REQUIREMENT
Set down each line of the material that follows, exactly, with no pictures.

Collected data
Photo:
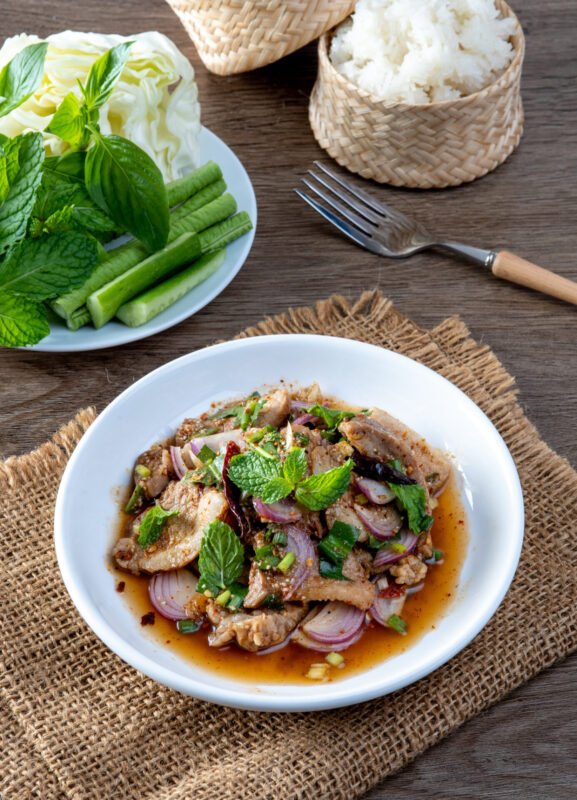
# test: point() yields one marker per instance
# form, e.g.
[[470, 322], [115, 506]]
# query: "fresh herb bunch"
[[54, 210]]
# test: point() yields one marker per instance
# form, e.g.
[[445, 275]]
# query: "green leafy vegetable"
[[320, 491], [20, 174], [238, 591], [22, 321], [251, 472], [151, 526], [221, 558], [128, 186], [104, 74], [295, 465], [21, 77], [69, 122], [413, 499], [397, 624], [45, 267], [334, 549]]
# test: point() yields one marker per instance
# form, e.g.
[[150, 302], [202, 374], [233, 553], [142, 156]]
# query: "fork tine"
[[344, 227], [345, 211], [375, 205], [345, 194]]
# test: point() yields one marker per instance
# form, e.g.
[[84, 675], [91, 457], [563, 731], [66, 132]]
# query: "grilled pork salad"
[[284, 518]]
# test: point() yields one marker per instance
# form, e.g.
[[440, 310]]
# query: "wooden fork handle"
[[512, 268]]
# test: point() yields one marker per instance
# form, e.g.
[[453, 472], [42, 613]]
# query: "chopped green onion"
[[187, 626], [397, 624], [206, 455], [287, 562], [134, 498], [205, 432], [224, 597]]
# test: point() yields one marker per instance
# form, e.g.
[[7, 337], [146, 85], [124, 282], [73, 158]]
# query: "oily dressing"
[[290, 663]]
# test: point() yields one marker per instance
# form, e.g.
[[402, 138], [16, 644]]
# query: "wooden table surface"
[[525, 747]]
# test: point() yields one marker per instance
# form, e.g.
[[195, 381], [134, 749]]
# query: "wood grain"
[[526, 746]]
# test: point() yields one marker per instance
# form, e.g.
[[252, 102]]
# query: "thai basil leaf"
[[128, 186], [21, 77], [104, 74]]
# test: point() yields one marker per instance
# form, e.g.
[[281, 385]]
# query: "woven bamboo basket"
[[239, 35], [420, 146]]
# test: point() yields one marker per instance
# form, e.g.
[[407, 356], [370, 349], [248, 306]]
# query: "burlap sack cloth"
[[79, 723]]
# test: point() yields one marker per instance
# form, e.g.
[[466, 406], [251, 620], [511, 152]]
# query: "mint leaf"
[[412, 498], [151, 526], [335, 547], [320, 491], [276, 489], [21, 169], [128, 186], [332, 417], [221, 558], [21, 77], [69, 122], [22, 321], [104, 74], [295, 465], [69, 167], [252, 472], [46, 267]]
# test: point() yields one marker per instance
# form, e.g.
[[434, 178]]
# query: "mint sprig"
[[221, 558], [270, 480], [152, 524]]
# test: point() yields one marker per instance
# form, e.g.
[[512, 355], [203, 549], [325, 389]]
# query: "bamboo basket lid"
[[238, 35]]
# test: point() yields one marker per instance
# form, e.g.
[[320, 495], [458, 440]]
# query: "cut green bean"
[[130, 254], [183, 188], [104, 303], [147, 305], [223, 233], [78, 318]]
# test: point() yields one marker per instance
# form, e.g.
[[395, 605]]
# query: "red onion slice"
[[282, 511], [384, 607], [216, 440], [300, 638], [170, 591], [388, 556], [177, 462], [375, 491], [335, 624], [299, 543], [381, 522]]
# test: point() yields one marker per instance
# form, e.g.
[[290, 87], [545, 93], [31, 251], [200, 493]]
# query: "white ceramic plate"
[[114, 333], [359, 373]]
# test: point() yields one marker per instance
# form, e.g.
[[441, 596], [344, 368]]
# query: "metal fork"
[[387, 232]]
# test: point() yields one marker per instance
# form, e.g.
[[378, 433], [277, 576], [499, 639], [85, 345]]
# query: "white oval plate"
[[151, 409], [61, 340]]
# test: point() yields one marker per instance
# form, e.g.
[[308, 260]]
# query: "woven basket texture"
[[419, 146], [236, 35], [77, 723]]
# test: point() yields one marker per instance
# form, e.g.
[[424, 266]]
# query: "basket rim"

WORKED SOLUTION
Photo:
# test: point() yields one marker per instance
# form, e.g.
[[470, 322], [115, 506]]
# query: "fresh herb bunch"
[[54, 210]]
# test: point() yields one marker per instance
# form, e.g.
[[445, 275]]
# query: "green leafy vegetable"
[[320, 491], [20, 174], [238, 591], [22, 321], [251, 472], [151, 526], [221, 558], [128, 186], [104, 74], [295, 465], [21, 77], [69, 122], [413, 499], [397, 624], [45, 267], [334, 549]]
# test: point() yields one marker per instance
# form, e.g.
[[150, 302], [202, 374], [233, 553], [142, 156]]
# query: "fork tine"
[[344, 227], [345, 211], [375, 205], [345, 194]]
# test: point() yields one marker per instance
# form, e.g.
[[84, 675], [91, 457], [563, 731], [66, 132]]
# query: "grilled pork salad"
[[284, 518]]
# test: point() yields one marker per instance
# form, e.g.
[[440, 310]]
# query: "wooden fork handle"
[[512, 268]]
# test: point() yields one marker per instance
# form, e.g.
[[453, 472], [42, 613]]
# query: "chopped green onion"
[[187, 626], [397, 624], [206, 455], [287, 562], [134, 498], [205, 432], [224, 597]]
# test: point() yields one marker per instance
# form, e.g.
[[7, 337], [146, 85], [124, 282], [73, 158]]
# query: "oily dressing"
[[290, 663]]
# test: point() yields one marker per instance
# form, e.g.
[[402, 138], [16, 644]]
# query: "wooden table surface"
[[525, 747]]
# test: point() yields one marker per instance
# form, e.g.
[[195, 381], [134, 749]]
# query: "wood grain"
[[526, 746]]
# test: point() yields one marker per instance
# form, e.g.
[[252, 102]]
# query: "thai basil leaf"
[[128, 186], [21, 77], [104, 74]]
# test: point() yields one marker per instance
# form, e.g.
[[281, 385]]
# query: "woven bamboo basket"
[[239, 35], [420, 146]]
# test: point() yields one marker per instance
# form, e.g.
[[407, 356], [370, 349], [248, 306]]
# query: "burlap sack cloth"
[[79, 723]]
# test: point() yields one marker per instance
# form, e.g.
[[466, 406], [251, 620], [511, 152]]
# query: "mint leaf"
[[412, 498], [151, 526], [335, 547], [320, 491], [276, 489], [21, 169], [128, 186], [332, 417], [221, 558], [21, 77], [69, 122], [22, 321], [104, 74], [295, 465], [69, 167], [252, 472], [46, 267]]
# test: point() yields one marker per instance
# form, e.g.
[[434, 178]]
# query: "mint sprig"
[[221, 558], [270, 480], [152, 524]]
# test: point() yields one marker per instance
# form, e.g.
[[512, 355], [203, 549], [325, 389]]
# query: "bamboo basket lid"
[[238, 35]]
# test: point() yields one marker per instance
# form, e.g.
[[320, 495], [458, 440]]
# query: "cut green bean"
[[130, 254], [183, 188], [104, 303], [147, 305], [223, 233], [78, 318]]
# test: point() yields one marker per instance
# form, e.g.
[[395, 605]]
# query: "red onion slice"
[[282, 511], [384, 607], [216, 440], [300, 638], [170, 591], [388, 556], [177, 462], [375, 491], [335, 624], [299, 543], [381, 522]]
# test: point() yields one marker per instance
# form, e.g.
[[290, 87], [545, 93], [31, 251], [200, 493]]
# query: "white ceramic plate"
[[114, 333], [359, 373]]
# test: point() yields one marker per instance
# form, e.g.
[[441, 596], [344, 368]]
# query: "metal fork"
[[387, 232]]
# test: point() yields one marker per instance
# form, e.g.
[[378, 433], [277, 576], [499, 639], [85, 345]]
# query: "white oval plate"
[[151, 409], [61, 340]]
# test: point() yields one marker per instance
# form, e.g.
[[308, 260]]
# query: "woven basket texture"
[[419, 146], [236, 35], [77, 723]]
# test: point() yields one marker per instance
# form, e.g.
[[424, 266]]
# query: "basket rim"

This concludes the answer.